### [Entries shown]
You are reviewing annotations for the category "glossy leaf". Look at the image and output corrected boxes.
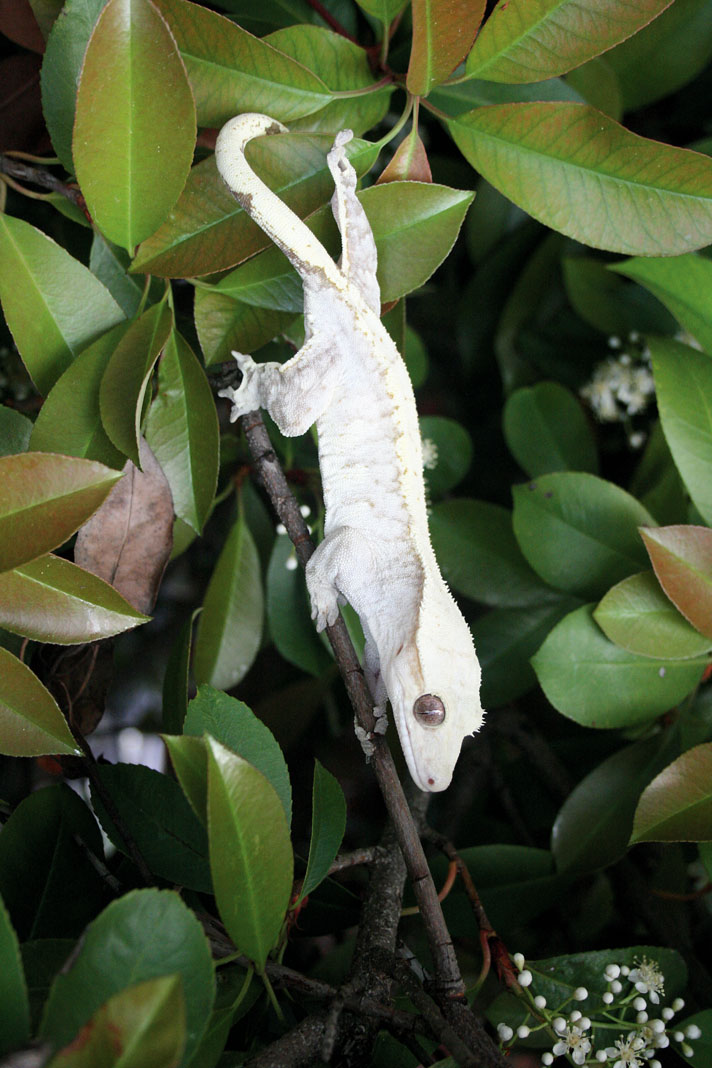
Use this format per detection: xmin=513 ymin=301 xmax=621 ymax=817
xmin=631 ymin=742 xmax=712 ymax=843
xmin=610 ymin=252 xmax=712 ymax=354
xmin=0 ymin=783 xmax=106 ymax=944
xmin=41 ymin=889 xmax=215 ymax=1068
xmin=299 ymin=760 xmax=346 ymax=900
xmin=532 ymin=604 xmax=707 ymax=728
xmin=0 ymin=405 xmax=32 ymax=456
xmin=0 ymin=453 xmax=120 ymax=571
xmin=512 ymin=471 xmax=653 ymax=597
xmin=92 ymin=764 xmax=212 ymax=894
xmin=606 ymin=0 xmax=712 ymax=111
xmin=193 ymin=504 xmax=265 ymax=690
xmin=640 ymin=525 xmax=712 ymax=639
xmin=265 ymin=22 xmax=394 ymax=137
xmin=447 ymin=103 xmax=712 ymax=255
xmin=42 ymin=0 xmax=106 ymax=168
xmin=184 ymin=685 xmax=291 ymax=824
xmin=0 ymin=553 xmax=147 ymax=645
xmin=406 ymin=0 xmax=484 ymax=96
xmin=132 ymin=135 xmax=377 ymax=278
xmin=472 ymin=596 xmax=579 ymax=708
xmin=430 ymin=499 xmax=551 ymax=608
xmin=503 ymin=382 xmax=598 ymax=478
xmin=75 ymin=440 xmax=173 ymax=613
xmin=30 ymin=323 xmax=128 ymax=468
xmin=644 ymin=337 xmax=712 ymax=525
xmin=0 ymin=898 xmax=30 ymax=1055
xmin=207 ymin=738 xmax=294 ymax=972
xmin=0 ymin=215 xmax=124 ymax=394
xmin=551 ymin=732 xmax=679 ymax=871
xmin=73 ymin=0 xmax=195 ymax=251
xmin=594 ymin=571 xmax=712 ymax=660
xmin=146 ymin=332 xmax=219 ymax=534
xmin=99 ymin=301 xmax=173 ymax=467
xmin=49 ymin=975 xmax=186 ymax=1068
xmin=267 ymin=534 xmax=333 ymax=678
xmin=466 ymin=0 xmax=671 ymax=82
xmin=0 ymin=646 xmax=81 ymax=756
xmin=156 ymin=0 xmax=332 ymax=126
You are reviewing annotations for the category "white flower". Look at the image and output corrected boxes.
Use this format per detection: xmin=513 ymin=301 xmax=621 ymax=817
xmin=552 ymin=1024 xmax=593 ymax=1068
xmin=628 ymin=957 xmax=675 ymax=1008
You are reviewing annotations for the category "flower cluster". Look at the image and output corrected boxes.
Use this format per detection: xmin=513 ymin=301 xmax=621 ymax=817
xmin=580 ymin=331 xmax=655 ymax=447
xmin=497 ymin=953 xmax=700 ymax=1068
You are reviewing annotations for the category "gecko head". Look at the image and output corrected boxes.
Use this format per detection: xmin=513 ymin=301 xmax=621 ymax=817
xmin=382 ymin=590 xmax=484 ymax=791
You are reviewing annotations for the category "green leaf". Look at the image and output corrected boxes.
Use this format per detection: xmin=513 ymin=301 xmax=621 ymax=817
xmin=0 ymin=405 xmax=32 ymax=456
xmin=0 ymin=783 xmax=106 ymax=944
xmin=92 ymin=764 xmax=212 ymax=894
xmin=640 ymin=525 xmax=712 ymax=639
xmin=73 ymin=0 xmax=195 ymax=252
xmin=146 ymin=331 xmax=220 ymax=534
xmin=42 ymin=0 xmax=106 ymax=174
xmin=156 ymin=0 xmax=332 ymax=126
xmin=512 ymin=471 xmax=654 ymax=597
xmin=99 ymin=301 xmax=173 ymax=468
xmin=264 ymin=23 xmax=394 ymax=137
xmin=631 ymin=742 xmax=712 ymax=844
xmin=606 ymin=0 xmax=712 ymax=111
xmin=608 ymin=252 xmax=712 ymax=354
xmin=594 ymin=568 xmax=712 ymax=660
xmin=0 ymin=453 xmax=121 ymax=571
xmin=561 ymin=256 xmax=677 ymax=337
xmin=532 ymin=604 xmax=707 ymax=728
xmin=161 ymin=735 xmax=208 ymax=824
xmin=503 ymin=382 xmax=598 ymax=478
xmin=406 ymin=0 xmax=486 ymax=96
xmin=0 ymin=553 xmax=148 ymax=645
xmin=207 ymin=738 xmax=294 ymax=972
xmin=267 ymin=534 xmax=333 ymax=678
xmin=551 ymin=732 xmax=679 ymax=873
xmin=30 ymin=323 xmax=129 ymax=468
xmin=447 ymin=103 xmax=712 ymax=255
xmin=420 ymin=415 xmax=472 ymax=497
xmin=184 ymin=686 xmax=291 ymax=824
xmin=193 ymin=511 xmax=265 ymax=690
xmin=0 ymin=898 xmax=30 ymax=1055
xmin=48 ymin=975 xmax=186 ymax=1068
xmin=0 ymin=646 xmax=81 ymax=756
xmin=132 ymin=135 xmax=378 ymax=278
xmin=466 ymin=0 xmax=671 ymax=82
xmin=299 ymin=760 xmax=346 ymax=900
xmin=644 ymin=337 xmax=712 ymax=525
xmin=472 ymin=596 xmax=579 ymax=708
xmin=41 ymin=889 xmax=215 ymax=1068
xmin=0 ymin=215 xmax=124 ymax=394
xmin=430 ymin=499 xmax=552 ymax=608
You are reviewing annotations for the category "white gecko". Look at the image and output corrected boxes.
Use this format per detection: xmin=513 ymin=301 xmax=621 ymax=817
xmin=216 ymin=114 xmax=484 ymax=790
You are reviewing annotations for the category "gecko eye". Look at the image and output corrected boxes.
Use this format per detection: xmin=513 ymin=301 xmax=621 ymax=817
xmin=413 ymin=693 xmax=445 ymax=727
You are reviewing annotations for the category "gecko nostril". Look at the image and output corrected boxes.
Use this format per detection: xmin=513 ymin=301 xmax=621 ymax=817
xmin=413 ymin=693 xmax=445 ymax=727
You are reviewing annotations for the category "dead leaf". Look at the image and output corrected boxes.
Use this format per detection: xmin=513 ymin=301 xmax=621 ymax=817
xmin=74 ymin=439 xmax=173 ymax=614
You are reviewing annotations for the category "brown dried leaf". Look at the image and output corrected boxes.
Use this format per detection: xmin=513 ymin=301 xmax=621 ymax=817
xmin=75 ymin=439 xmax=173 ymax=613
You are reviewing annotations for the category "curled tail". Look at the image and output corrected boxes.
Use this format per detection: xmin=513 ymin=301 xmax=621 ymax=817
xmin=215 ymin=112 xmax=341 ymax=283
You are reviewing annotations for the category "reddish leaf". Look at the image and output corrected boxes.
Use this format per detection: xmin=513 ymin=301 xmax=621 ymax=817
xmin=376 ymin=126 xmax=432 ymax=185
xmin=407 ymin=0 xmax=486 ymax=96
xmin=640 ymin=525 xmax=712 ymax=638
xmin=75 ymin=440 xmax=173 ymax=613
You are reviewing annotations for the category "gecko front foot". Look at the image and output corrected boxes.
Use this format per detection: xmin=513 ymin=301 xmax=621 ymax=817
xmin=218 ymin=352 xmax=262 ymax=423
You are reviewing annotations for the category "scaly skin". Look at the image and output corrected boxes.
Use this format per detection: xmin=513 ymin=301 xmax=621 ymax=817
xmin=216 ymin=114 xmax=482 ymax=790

...

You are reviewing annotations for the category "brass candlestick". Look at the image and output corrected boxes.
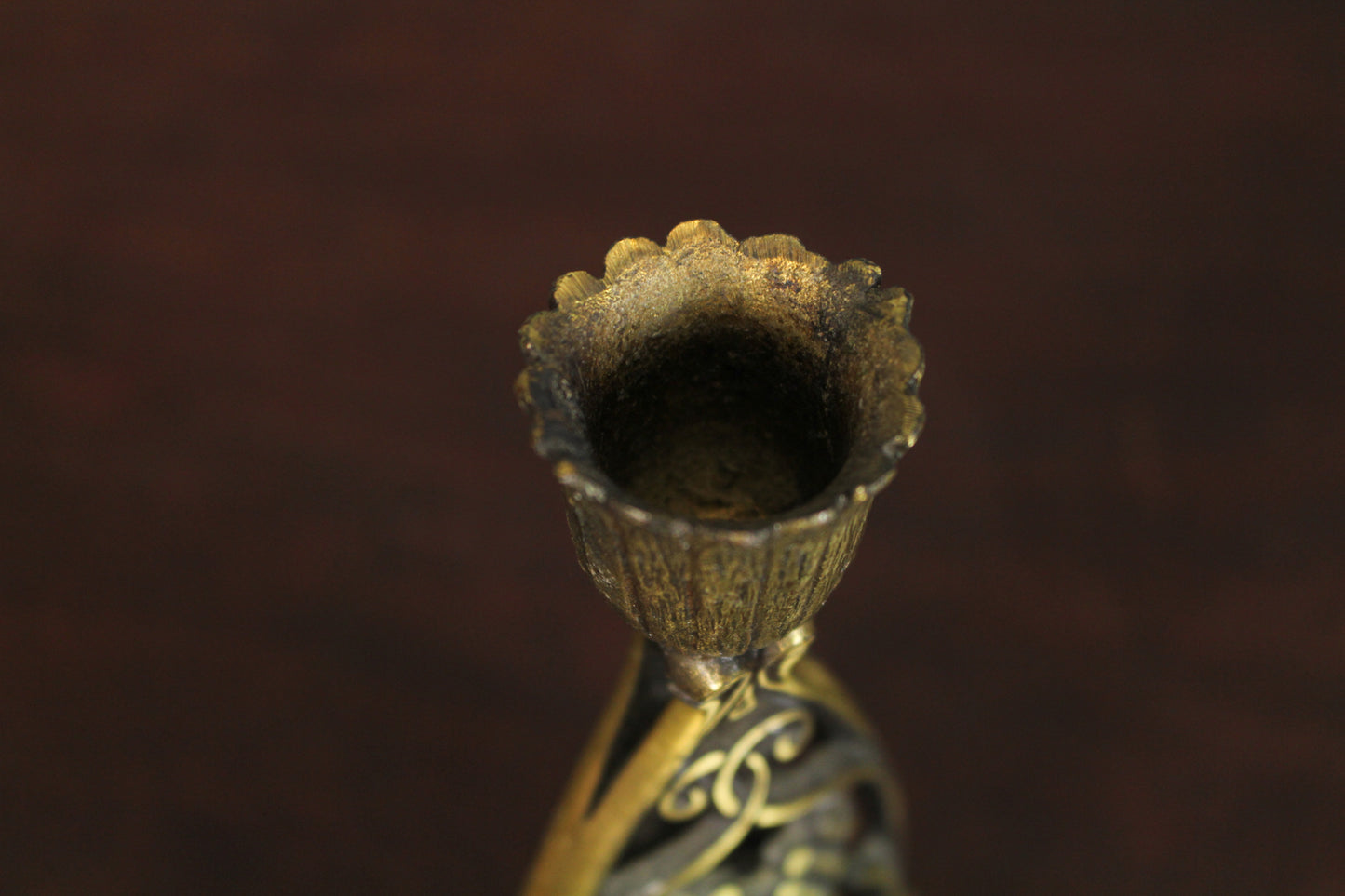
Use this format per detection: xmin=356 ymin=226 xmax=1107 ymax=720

### [What the task asks]
List each row above that contains the word "flower", copying every such row in full.

### [Answer to this problem]
You are reviewing annotations for the category "white flower". Look at the image and output corrected boxes.
You are reviewing annotations for the category "flower cluster". Look at the image and output corrected boxes.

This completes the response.